Objectif de l'exercice:
Pouvez-vous restituer mot pour mot le passage de l'entretien sur la pauvreté ci-dessous, en commençant par « J’ai déjà participé » et en poursuivant jusqu'à « sont très engagées. » ?

Madame Donzallaz, vous faites partie des 50 personnes ayant l’expérience de la pauvreté qui ont élaboré les contours du projet de « Conseil pour les questions de pauvreté » en Suisse. Comment vous êtes-vous retrouvée à participer à ce projet ?
J’ai déjà participé à différents projets traitant des questions de pauvreté avec Sophie Guerry et Caroline Reynaud qui sont professeures à la Haute École de travail social à Fribourg. Notamment en 2018, je suis intervenue, en tant que tributaire de l’aide sociale, dans un projet pilote pour former les futurs assistants et éducateurs sociaux. Depuis, quand ces deux chercheuses me proposent un nouveau projet, je suis toujours partante, sachant qu’elles sont très engagées.
« Il est beaucoup question des devoirs et des obligations et pas forcément des droits de la personne en situation de pauvreté »
Pourquoi avoir accepté de vous engager ?
D’un point de vue personnel, cela donnait un sens à ce que j’ai vécu, à mon passage à l’aide sociale. Avant d’être concernée, j’ignorais tout des personnes ayant recours à l’aide sociale, des lois correspondantes et des contraintes. En vivant cette situation, j’ai souffert de la violence institutionnelle. Il est beaucoup question des devoirs et des obligations et pas forcément des droits de la personne en situation de pauvreté. Le sentiment de perdre sa dignité, sa liberté, mais également son libre arbitre est très présent. M’engager dans le projet de Conseil m’a permis de redevenir actrice de ma vie, c’est très stimulant, valorisant et enrichissant. C’est aussi l’opportunité de faire entendre les voix des personnes concernées par la pauvreté au travers de la mienne et de renouer des contacts sociaux.

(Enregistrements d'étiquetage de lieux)
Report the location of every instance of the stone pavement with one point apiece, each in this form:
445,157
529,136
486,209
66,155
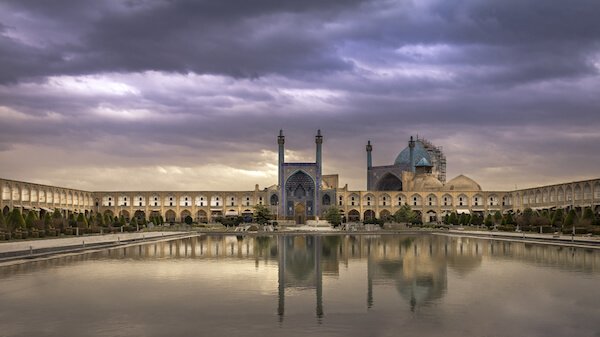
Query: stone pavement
26,245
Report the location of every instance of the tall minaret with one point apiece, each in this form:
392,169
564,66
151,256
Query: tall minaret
281,142
369,164
319,142
411,146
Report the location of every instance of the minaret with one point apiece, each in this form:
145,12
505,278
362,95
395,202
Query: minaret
319,143
369,164
281,142
411,146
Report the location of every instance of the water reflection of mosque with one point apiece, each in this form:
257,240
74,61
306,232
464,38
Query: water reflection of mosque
416,266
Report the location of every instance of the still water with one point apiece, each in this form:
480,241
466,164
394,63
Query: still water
388,285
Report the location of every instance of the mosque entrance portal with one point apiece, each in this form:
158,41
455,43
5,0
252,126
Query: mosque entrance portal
300,213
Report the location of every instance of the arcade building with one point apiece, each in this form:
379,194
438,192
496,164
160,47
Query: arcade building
303,193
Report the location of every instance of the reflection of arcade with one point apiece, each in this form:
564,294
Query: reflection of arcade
300,266
416,266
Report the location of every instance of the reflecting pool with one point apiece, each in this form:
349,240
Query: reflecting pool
303,285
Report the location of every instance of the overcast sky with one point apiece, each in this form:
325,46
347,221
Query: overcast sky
190,95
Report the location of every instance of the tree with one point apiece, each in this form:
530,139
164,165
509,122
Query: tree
405,215
17,220
488,221
558,218
525,218
262,214
334,216
509,219
477,220
497,218
588,217
571,218
82,221
453,219
47,220
30,219
100,220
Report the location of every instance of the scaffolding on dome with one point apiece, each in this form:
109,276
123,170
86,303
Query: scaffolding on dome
438,158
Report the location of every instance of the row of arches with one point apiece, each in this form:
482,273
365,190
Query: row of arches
43,195
416,199
171,200
171,215
355,216
570,193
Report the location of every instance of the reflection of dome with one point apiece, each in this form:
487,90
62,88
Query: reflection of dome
419,153
427,183
462,183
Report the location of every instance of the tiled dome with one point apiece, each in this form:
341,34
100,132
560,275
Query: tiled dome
419,153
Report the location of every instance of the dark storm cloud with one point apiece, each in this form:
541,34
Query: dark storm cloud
142,83
535,39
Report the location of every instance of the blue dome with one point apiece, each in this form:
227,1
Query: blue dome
419,154
423,162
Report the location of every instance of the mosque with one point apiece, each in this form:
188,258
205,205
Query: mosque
303,193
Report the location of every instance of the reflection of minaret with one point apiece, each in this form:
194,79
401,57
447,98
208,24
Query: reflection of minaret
369,277
281,251
319,275
369,283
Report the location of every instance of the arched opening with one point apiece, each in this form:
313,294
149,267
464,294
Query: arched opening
587,192
385,215
389,182
155,216
186,216
274,200
5,192
353,216
140,216
247,215
300,188
432,200
215,215
432,216
300,213
577,194
201,216
170,216
369,215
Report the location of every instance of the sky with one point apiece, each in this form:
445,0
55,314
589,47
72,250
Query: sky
191,94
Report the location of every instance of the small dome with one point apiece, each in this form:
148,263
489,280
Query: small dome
462,183
427,183
419,153
423,163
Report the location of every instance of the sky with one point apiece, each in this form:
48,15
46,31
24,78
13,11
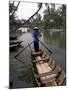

Réponse rédigée:
J’ai déjà participé à différents projets traitant des questions de pauvreté avec Sophie Guerry et Caroline Reynaud qui sont professeures à la Haute École de travail social à Fribourg. Notamment en 2018, je suis intervenue, en tant que tributaire de l’aide sociale, dans un projet pilote pour former les futurs assistants et éducateurs sociaux. Depuis, quand ces deux chercheuses me proposent un nouveau projet, je suis toujours partante, sachant qu’elles sont très engagées.